### Task statement
Continue the passage about the debate in the Book of Job, starting after its final sentence.

### Page excerpt
⁂
As to the words of the debate in Job, and potential overlap with Psalms (or Proverbs), the topic of the Old Testament use of the Old Testament is a hot research topic right now. It is obviously more complex than the NT use of the OT, since the direction of borrowing cannot always be assumed or proved. And of course, not everyone agrees when borrowing has actually taken place. I haven't studied the specific arguments for Job. Do you have verse references? In the case of the Book of Job, there is also a wider discussion as to whether the book is a verbatim record of the conversation between Job and his friends - not least since the entire debate is conducted in poetry! Is it possible that the author has recorded the flow of the argument accurately under the Spirit's guidance but placed the ideas of the speakers in poetic form? In that case, I think the test would be that the participants on reading the book (in heaven!) would recognize the debate as a fair representation of their points.
⁂
### Given information
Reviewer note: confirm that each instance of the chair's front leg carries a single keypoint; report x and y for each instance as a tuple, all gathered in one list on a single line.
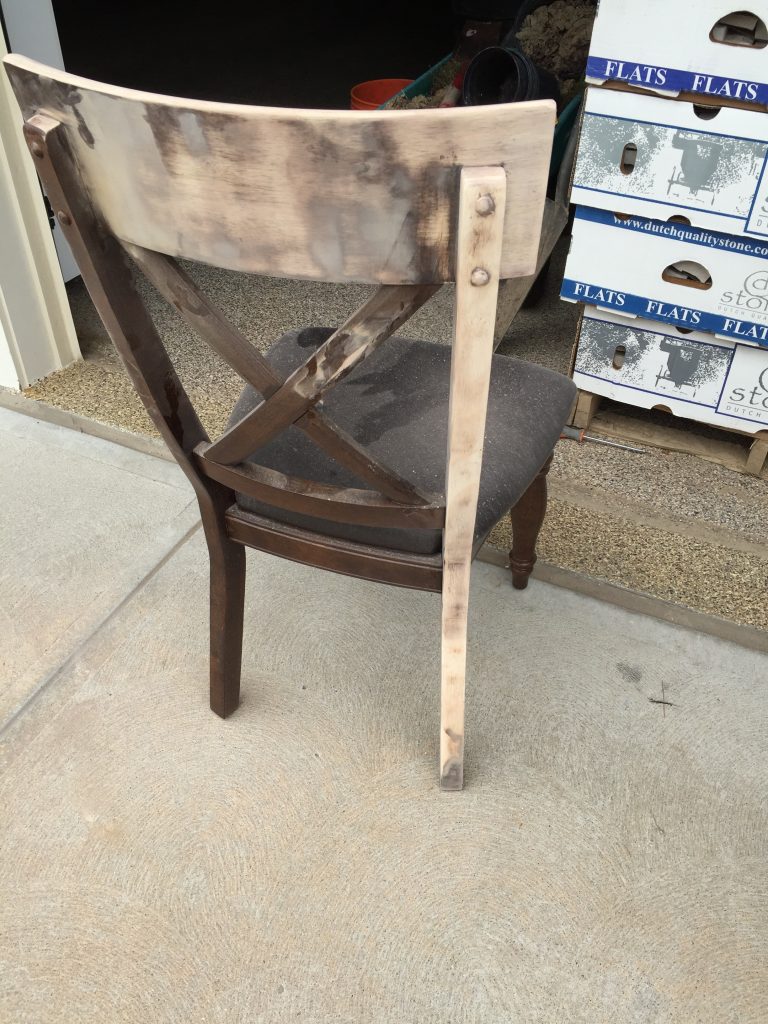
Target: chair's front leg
[(527, 517), (456, 577), (478, 250)]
⁂
### Exercise answer
I'm not sure we can resolve the issue of the date of composition completely, which likely means that we shouldn't worry too much about it. We may be confident that it is an accurate account of the events described, like the rest of the Scriptures, whenever it was first written down. I hope that helps.

PS Even if the Book of Job uses material from the psalms, that does not necessarily mean that it dates from after the collection of the psalms into the Biblical book, which occurred after the exile. Many of those individual psalms existed long before the book, including one written by Moses himself (Ps 90). So in the case of dating relative to (the Book of) Psalms everything is more complicated. We know that Job's story at least was known to Ezekiel (see Ezek. 14), but again that doesn't necessarily prove that it was in the form of the current book.
Thanks for the very helpful response. I especially appreciated this:

"there is also a wider discussion as to whether the book is a verbatim record of the conversation between Job and his friends - not least since the entire debate is conducted in poetry! Is it possible that the author has recorded the flow of the argument accurately under the Spirit's guidance but placed the ideas of the speakers in poetic form? In that case, I think the test would be that the participants on reading the book (in heaven!) would recognize the debate as a fair representation of their points".

I was very confused as to what would exactly "count" as an attack on inerrancy here, so I think this is a helpful way of thinking about it.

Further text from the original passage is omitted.